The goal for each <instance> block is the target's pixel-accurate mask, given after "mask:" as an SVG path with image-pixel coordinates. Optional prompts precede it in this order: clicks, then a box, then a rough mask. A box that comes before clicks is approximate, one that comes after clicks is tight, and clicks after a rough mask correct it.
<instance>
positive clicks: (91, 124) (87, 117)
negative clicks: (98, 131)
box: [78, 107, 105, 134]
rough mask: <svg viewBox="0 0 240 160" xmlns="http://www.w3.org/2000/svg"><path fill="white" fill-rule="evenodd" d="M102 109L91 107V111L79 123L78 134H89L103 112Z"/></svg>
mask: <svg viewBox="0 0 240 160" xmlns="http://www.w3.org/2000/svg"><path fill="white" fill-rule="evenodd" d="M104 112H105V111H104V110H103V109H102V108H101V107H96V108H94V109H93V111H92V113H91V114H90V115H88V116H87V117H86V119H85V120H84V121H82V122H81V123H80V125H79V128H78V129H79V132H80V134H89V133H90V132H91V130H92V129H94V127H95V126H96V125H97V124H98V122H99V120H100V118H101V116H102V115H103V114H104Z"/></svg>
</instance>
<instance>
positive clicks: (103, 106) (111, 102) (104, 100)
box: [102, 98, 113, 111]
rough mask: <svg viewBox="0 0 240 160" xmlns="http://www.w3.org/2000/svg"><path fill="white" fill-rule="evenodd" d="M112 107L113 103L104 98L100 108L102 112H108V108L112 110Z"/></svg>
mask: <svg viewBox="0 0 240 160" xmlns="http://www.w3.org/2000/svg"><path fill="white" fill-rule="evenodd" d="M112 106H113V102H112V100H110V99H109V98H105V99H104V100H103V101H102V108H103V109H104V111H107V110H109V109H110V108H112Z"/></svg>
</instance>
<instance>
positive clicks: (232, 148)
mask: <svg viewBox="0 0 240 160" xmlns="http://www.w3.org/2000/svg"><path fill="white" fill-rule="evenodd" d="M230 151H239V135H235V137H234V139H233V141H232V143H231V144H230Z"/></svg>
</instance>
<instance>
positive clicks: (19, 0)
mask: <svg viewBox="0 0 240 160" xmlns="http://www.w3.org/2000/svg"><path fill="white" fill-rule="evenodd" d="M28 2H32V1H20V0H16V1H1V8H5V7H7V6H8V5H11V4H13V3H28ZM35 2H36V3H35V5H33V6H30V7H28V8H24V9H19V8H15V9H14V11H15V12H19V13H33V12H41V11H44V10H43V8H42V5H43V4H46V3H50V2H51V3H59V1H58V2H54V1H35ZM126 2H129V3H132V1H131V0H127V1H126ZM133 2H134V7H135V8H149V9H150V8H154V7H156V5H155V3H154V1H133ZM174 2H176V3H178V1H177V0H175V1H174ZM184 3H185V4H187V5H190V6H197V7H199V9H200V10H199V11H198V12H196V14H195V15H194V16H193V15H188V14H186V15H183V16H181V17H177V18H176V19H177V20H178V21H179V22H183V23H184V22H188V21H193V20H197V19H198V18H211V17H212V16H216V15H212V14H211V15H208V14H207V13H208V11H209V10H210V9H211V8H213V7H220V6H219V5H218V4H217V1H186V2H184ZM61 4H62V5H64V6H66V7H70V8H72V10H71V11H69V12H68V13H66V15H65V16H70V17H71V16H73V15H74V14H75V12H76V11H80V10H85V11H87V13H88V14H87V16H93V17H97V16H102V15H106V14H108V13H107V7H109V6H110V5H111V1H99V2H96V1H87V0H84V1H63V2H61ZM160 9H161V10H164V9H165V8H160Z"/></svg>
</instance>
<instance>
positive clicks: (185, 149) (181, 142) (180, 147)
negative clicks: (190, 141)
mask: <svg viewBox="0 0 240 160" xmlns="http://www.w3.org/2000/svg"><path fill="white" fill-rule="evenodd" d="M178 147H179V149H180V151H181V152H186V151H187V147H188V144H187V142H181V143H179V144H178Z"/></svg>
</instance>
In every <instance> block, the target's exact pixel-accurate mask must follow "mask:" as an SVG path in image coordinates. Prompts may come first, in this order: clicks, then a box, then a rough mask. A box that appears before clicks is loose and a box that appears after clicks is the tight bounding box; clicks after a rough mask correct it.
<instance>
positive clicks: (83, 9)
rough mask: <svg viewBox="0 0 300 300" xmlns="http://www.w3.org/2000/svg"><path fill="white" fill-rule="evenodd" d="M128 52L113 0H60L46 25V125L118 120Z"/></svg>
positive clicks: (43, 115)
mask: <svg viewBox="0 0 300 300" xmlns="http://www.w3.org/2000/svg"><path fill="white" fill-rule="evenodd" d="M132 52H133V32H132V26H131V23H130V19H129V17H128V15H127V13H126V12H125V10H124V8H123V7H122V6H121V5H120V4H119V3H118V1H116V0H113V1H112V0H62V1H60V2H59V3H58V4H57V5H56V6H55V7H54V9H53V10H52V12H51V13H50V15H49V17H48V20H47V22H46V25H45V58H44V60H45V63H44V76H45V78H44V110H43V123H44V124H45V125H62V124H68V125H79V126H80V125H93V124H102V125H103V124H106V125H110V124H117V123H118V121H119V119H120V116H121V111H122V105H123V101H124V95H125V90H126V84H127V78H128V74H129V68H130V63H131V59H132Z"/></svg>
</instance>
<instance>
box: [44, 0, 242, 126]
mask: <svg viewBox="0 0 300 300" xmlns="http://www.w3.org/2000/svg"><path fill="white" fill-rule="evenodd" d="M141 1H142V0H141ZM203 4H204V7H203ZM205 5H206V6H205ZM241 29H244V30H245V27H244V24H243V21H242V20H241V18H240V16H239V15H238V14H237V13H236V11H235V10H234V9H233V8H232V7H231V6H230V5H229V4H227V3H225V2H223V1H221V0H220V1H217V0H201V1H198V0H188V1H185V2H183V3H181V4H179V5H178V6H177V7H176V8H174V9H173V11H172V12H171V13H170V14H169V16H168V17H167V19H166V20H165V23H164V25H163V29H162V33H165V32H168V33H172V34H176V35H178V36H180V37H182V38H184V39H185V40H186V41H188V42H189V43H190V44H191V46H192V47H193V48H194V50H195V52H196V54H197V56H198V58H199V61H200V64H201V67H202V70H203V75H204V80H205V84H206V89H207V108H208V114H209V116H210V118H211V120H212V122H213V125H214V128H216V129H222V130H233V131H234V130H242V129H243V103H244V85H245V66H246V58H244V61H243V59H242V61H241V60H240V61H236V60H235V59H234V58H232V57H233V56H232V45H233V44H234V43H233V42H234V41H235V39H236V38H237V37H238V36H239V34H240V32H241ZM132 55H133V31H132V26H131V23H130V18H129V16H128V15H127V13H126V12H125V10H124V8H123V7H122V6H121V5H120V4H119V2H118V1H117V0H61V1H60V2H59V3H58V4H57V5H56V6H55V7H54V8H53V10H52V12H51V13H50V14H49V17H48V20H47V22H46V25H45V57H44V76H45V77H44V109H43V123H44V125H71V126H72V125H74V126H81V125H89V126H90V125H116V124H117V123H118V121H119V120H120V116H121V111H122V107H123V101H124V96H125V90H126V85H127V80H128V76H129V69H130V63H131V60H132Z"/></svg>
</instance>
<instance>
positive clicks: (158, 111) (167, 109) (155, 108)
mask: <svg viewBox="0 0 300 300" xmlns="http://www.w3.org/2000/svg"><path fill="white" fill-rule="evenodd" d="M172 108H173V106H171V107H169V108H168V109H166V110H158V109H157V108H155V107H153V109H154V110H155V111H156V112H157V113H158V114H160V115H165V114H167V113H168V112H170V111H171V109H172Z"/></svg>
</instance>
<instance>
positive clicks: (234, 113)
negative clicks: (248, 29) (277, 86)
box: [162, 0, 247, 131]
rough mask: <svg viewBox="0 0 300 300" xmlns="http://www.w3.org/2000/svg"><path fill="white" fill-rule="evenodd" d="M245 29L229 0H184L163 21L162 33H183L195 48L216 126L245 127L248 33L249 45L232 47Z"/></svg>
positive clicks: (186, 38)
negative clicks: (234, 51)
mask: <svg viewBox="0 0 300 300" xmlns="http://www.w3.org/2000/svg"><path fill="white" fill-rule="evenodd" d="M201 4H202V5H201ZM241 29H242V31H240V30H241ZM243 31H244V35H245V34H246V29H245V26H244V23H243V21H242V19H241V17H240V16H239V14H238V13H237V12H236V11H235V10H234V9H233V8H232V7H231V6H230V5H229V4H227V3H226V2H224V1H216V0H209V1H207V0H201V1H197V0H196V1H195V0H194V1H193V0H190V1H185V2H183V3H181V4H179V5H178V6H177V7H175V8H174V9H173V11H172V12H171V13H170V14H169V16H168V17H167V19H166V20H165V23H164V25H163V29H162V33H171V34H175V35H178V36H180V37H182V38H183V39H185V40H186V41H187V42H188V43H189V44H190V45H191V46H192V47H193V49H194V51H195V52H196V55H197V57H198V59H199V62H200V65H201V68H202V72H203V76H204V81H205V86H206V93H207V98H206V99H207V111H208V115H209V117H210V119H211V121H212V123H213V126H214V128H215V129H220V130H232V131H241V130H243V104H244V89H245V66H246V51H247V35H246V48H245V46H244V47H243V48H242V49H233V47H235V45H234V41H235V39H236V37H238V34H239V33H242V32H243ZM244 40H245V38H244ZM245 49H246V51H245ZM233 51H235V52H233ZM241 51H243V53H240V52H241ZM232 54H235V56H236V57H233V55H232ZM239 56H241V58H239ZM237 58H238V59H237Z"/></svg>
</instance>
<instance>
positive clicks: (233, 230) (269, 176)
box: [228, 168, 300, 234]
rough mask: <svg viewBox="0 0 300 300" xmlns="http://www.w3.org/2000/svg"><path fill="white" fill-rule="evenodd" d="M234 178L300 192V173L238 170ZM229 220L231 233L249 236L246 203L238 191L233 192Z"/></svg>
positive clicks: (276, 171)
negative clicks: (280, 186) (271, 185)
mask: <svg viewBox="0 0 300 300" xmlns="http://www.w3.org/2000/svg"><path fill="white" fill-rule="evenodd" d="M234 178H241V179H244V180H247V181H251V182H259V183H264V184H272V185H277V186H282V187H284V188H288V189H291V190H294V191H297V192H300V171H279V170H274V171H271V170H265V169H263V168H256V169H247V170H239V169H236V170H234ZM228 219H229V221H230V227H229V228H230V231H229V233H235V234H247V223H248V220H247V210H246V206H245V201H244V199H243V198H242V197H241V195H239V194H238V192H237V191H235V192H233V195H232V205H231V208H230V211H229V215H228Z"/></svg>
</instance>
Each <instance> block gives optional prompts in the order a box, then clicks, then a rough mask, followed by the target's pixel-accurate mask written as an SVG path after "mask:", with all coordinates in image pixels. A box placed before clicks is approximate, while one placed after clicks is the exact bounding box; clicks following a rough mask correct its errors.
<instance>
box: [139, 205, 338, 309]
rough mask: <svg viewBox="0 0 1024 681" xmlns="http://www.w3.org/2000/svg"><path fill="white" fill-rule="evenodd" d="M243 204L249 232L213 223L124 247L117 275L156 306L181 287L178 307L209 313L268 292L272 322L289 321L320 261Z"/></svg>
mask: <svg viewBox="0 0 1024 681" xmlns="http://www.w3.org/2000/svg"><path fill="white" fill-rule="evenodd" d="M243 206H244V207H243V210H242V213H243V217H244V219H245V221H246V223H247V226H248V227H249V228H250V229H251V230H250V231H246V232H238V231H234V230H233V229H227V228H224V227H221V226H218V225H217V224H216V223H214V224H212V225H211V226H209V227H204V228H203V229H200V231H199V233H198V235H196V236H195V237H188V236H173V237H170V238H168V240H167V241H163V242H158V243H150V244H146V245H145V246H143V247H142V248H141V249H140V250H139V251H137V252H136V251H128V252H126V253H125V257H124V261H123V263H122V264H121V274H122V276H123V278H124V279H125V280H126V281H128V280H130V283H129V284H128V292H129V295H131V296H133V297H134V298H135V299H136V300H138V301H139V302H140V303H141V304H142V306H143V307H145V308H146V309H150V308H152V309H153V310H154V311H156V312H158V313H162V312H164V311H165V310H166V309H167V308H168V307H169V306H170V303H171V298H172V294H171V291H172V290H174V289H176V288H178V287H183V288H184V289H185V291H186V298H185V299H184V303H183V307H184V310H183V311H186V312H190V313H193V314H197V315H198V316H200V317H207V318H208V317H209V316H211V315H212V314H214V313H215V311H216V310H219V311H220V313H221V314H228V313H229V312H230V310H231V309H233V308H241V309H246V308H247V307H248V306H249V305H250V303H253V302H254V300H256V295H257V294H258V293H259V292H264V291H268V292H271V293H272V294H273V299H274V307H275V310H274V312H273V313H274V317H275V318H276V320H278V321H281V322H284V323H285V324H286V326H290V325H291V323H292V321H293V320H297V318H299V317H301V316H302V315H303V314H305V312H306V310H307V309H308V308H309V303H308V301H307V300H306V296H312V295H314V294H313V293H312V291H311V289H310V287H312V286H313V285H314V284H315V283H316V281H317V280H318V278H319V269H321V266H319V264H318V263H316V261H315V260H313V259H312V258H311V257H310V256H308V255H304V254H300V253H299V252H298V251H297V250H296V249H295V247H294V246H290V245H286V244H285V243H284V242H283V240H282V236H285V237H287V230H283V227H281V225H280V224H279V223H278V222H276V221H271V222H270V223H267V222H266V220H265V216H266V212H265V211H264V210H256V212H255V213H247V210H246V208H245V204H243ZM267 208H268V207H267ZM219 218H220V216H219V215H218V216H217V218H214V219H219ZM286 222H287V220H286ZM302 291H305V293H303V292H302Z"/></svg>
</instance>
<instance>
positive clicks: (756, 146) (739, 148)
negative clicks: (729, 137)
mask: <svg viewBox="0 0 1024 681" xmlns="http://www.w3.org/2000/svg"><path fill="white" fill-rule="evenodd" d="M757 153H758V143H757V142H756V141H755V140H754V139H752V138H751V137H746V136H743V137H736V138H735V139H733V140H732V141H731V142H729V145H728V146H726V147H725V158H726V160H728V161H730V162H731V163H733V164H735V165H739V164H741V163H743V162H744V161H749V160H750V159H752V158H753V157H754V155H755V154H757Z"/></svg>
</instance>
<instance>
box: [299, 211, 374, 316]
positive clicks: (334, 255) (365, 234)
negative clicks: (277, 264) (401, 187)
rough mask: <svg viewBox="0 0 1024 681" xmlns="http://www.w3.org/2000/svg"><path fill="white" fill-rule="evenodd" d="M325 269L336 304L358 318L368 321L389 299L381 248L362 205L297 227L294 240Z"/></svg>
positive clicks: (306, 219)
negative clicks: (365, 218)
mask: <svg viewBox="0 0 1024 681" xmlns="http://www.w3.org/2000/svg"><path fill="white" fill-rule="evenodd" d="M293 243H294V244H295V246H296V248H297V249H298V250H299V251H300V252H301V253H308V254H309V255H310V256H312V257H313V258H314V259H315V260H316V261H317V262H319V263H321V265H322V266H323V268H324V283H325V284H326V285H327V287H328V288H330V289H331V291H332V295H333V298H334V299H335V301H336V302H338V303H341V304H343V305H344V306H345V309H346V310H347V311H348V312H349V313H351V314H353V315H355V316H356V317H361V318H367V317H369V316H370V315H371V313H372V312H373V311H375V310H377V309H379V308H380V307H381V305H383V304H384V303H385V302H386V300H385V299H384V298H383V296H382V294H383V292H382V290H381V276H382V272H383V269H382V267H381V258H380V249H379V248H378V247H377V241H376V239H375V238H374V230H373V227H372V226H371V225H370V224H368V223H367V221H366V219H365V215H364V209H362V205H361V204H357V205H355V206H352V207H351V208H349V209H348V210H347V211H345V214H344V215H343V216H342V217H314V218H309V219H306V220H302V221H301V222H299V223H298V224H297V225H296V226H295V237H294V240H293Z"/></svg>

━━━━━━

GOAL OF THE EXERCISE: Write out the data above unchanged, starting with its first line and ending with the line containing "box: [102, 98, 113, 111]", including both ends.

ANSWER BOX:
The goal for each <instance> block is the target's pixel-accurate mask, given after "mask:" as an SVG path with image-pixel coordinates. Optional prompts precede it in this order: clicks, then a box, then a rough mask. A box that comes before clicks is approximate, one that comes after clicks is tight, and clicks after a rough mask correct it.
<instance>
positive clicks: (91, 124) (87, 117)
negative clicks: (98, 131)
box: [78, 107, 105, 134]
rough mask: <svg viewBox="0 0 240 160" xmlns="http://www.w3.org/2000/svg"><path fill="white" fill-rule="evenodd" d="M102 109L91 107V111L79 123L78 134H89L103 112Z"/></svg>
mask: <svg viewBox="0 0 240 160" xmlns="http://www.w3.org/2000/svg"><path fill="white" fill-rule="evenodd" d="M104 112H105V111H104V110H103V109H102V108H101V107H96V108H94V109H93V111H92V113H91V114H90V115H88V116H87V117H86V119H85V120H84V121H82V122H81V123H80V125H79V128H78V129H79V132H80V134H89V133H90V132H91V130H92V129H94V127H95V126H96V125H97V124H98V122H99V120H100V118H101V116H102V115H103V114H104Z"/></svg>
</instance>
<instance>
positive clicks: (103, 106) (111, 102) (104, 100)
box: [102, 98, 113, 111]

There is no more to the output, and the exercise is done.